Reproduce exactly the lines below, starting with the line that contains "Each instance gets a single point. Label the mountain" and ending with the last line of the records, both included, and nothing else.
[begin Source data]
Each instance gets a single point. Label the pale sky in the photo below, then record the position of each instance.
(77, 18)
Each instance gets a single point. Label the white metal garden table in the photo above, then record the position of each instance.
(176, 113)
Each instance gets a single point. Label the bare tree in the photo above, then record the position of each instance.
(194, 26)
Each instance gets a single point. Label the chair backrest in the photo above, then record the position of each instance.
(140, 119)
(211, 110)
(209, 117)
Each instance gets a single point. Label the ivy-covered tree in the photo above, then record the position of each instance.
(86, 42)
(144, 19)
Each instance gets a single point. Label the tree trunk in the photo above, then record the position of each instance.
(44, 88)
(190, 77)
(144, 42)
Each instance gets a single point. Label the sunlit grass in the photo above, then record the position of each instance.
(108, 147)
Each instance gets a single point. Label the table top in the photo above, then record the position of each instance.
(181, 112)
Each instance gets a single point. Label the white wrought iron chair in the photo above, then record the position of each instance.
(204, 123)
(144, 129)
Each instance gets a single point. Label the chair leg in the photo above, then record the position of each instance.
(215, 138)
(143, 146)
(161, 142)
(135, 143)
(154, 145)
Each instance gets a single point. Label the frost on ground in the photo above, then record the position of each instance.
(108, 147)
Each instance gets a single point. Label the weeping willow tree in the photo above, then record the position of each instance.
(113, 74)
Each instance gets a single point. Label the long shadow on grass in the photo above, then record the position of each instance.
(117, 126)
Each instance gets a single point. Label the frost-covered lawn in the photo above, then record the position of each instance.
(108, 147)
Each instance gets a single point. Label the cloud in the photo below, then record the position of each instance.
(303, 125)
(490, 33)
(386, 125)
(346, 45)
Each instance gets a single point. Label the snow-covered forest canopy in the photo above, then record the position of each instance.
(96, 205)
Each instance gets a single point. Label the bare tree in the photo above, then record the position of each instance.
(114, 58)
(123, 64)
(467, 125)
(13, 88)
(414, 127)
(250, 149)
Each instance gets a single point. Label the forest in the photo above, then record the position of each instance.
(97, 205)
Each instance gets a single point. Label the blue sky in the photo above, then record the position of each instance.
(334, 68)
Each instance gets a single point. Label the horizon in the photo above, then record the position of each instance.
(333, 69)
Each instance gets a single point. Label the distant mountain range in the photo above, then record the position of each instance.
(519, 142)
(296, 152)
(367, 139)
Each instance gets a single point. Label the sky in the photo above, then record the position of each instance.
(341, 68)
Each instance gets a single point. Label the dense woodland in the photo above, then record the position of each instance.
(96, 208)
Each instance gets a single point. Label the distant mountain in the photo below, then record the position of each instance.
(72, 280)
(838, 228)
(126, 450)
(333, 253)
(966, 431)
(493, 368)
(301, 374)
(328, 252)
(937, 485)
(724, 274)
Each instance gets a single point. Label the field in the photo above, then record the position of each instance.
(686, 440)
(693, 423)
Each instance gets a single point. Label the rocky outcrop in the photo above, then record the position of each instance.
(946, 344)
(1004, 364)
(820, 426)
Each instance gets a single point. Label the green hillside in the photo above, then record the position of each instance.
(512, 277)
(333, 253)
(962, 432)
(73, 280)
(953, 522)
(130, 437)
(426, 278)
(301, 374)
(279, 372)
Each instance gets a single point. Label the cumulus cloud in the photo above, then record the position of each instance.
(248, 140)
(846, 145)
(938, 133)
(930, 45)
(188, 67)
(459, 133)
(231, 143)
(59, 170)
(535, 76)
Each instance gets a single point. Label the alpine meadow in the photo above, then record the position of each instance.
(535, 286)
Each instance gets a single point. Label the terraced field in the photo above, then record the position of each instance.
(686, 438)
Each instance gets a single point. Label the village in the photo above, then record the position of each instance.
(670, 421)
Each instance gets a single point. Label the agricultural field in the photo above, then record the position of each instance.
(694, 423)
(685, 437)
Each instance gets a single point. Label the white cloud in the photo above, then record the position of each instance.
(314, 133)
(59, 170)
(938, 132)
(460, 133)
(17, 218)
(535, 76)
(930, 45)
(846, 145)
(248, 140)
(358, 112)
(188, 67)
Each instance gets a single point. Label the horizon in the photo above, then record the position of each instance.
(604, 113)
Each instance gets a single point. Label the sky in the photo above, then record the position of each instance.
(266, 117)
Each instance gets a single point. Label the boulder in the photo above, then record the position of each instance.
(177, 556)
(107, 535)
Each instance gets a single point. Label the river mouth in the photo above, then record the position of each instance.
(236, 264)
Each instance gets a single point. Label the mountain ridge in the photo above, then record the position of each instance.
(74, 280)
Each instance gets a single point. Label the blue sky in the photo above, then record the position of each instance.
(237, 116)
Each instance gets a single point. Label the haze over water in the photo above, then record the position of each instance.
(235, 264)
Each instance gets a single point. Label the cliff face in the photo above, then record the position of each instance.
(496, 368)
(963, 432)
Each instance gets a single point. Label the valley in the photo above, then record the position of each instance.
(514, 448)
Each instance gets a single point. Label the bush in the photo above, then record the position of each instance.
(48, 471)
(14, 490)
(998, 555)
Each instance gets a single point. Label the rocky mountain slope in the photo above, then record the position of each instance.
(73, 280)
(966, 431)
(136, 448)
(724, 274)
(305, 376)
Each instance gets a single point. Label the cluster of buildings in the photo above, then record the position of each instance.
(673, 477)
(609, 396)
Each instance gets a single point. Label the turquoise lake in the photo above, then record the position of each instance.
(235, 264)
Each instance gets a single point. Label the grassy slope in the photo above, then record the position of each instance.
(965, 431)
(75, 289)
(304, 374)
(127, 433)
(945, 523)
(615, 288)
[end Source data]
Result
Each instance gets a single point. Label the mountain ridge in the photo above, then record the position of each instance.
(74, 280)
Each instance gets a single point. Label the blue sky in the photo above, then record the position of each instance.
(237, 116)
Each instance gets a single point. Label the haze over water in the photo above, then record the position of each instance.
(235, 264)
Each instance gets a single point. Label the cliff face in the photo above, then record the position of each instance.
(496, 368)
(963, 432)
Each instance gets a single point. Label the valley in the photo above, then record the position of each instance.
(514, 448)
Each instance gets a single point. Label the bush in the photo above, then record the position of each instance.
(48, 471)
(14, 490)
(998, 555)
Each instance gets a single point. Label the rocky mountain slope in the photo above, then record the position of each instance.
(73, 280)
(966, 431)
(136, 448)
(724, 274)
(305, 376)
Each instance gets a single point. Label the cluster of buildings in the photo above, then record the position of each instance.
(673, 477)
(609, 396)
Each instance gets a single point. Label the turquoise lake in the photo above, then record the position of each instance.
(235, 264)
Each instance gets a single point. Label the grassy slope in the photo above, then record the position of each instance.
(965, 431)
(75, 289)
(304, 374)
(127, 433)
(945, 523)
(615, 288)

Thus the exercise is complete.